Problem to solve:
Continue the article below about Jeffery Huang's Fulbright teaching award from the point where it ends.

After studying in South Korea as a Trinity undergraduate, Jeffery Huang ’22 is preparing to return to that country early next year—this time, supported by a prestigious Fulbright English Teaching Assistant (ETA) Award.
Huang completed dual majors in history and economics at Trinity, where he became interested in government policies, political economy, and public transportation policy through courses with Assistant Professor of Economics Ibrahim Shikaki. “He was a great source of inspiration for me,” Huang said. “With the Fulbright, I want to gain more Korean language experience and also to study public transportation and bring some ideas back to the United States.”
Coming to Trinity from Chicago as a Posse Scholar, Huang said he initially found the transition to college difficult, but eventually found his place on campus, joining the Asian American Student Association in his second year.
With AASA, Huang worked on public relations and external affairs, hosting events via Zoom during the COVID-19 pandemic. “That really made me feel like part of the community,” he said.
A trip to Japan led by Associate Professor of History Jeffrey Bayliss in the summer after his first year sparked Huang’s interest in studying abroad, but the pandemic put those plans on hold for a while. Huang eventually spent a semester in South Korea during his junior year at Trinity.
“Once I got there, I took the high-speed rail passenger trains and I was really inspired by that,” Huang said. “I thought we really need something like that in the U.S., especially coming from Chicago, which has a rich history as the most important railroad network in the U.S. and stands to benefit greatly from future infrastructure development.”
In the summer before his senior year at Trinity, Huang was named a Public Policy and International Affairs (PPIA) Fellow and participated in an intensive seven-week Junior Summer Institute. The program works to promote the inclusion and full participation of underrepresented groups in public service and to advance their leadership roles throughout civic institutions serving domestic and international affairs. PPIA equips fellows with the knowledge and skills they need to succeed in graduate school, and eventually, to serve the public good.
After graduating from Trinity, Huang returned to South Korea with the Critical Language Scholarship, an immersive study abroad program awarded by the U.S. Department of State. “It was like a language boot camp—very intensive,” he said.
As he was applying for the Fulbright, Huang thought he might be a good fit for the ETA thanks in part to his experiences in South Korea and as a tutor. “I was a teaching assistant for Professor of History and International Studies Zayde Antrim, and I also had experience as a tutor in Chicago at an after-school center that I used to attend as a child,” Huang said.

Data for analysis:
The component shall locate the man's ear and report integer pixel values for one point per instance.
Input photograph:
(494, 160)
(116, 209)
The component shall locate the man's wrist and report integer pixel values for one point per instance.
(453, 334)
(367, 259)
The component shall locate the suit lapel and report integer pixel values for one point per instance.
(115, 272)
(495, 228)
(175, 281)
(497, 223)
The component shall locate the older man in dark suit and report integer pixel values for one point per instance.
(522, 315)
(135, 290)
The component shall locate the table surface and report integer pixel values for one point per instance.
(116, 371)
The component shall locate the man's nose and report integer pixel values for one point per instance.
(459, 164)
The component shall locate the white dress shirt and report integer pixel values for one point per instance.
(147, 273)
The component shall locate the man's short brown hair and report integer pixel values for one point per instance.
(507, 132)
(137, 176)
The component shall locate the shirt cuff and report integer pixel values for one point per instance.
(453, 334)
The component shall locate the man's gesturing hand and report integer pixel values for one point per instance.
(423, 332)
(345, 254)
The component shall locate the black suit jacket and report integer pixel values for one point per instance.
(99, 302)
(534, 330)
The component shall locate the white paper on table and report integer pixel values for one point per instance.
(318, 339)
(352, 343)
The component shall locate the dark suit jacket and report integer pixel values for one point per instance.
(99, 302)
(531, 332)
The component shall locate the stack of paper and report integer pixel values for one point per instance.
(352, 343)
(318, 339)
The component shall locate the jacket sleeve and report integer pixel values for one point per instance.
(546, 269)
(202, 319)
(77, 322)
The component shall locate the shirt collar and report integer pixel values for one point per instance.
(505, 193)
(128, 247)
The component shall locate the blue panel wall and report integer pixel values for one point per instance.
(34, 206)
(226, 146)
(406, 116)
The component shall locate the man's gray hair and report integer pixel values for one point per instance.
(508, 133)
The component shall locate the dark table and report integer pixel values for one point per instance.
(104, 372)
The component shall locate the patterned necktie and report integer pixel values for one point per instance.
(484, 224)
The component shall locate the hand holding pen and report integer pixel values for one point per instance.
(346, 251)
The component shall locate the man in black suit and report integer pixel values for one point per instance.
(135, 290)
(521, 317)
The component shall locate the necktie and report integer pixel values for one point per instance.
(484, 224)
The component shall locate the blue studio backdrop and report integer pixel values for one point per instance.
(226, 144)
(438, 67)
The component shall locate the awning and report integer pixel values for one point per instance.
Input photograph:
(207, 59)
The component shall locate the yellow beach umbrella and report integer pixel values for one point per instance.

Task result:
Huang added that the Posse Foundation supported him throughout his time at Trinity and through the Fulbright application process. “In a way, going through the application and interviews for Posse prepared me for the Fulbright application process,” he said.
In South Korea, Huang will be assigned to a local school as an English language teaching assistant. “Just as students there will have a lot to learn from me, I have a lot to learn from the students as well,” he said. His Fulbright grant runs from January through December 2024, including several weeks of orientation and training.
Tanetta Andersson, senior lecturer in sociology and Huang’s Posse faculty mentor, recalled that he was a “tremendous” student while at Trinity. “Despite the constraints of COVID during 2021, Jeffery’s determination to stretch his horizons by studying away in South Korea impresses me so much,” Andersson said. “I look forward to hearing about his experiences and how this amazing Fulbright opportunity will steer his future path.”
That path for Huang includes a plan to earn a master’s in public policy after he returns from South Korea. “I have a background in econometrics from Trinity,” Huang said, “so I hope to use that knowledge in grad school and beyond.” He added that he plans to pursue a career related to public transportation, whether that may involve analyzing data, writing policy memos, or working in a government agency.
Huang said that more travel will be in his future as well.
The Fulbright Program, the flagship international academic exchange program sponsored by the U.S. government, has fostered mutual understanding between the United States and other countries since 1946. The program provides awards to approximately 8,000 students, scholars, teachers, artists, and professionals each year from the United States and 160 countries.